**EXERCISE:**
Where in the records does the word "metal" appear? Copy each line that holds it.

**SUPPLIED DATA:**
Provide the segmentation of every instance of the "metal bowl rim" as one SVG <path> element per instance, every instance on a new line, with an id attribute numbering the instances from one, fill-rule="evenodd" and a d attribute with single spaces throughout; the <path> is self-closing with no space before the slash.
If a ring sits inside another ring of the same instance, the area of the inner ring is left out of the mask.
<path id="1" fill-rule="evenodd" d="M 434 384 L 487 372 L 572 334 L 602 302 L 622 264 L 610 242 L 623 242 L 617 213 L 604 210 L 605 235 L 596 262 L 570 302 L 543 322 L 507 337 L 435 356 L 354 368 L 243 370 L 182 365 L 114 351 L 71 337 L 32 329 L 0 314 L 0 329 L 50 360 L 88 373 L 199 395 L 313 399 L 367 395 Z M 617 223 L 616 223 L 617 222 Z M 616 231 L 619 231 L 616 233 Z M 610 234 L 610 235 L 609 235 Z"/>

--

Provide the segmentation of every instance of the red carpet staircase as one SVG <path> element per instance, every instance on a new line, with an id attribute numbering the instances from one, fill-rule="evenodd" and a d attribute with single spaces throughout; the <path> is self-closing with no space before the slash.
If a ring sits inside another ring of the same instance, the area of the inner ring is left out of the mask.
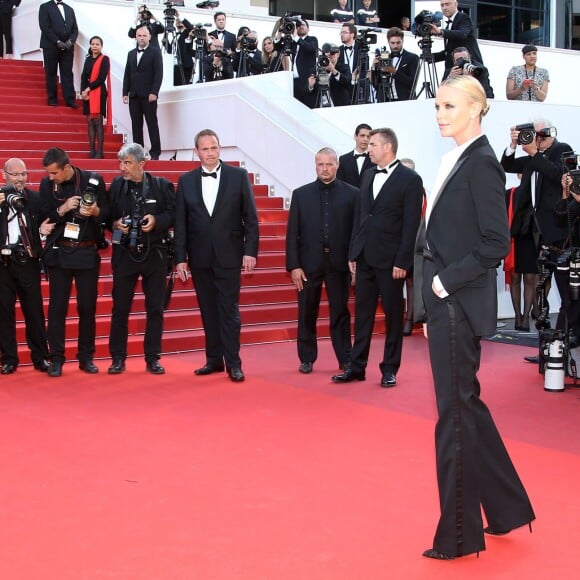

* * *

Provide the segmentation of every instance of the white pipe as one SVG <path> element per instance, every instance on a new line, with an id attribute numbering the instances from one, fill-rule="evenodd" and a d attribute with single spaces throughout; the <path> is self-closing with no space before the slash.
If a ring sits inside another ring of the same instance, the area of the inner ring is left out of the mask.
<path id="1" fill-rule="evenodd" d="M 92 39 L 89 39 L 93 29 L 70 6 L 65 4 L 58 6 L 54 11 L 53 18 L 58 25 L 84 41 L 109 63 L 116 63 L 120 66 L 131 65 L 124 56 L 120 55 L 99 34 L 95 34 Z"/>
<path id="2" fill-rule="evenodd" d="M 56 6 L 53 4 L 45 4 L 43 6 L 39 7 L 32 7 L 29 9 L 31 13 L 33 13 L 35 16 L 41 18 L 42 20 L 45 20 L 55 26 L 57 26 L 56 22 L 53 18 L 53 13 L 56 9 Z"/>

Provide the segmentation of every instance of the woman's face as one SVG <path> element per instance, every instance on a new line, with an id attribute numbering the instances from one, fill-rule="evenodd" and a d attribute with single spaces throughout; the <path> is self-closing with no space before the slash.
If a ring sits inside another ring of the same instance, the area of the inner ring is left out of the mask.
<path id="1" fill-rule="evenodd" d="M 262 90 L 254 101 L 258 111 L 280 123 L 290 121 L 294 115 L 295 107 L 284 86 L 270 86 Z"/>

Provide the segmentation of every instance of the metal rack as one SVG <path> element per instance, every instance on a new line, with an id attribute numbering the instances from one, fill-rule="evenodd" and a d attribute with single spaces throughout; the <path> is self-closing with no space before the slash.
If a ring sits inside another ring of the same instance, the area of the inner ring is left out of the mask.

**EXERCISE SOLUTION:**
Provide the segmentation of every instance of the "metal bowl rim" as one SVG <path> element per instance, every instance on a new line, with an id attribute numbering the instances from one, fill-rule="evenodd" and a d attribute with single spaces throughout; the <path> is self-closing with no space before the slash.
Provide the segmentation of every instance of the metal rack as one SVG <path> element per instance, every instance on a new line, with an id attribute numbering the instances from one, fill-rule="evenodd" and a d attribute with single spaces throughout; the <path> is self-closing with no space before the slash.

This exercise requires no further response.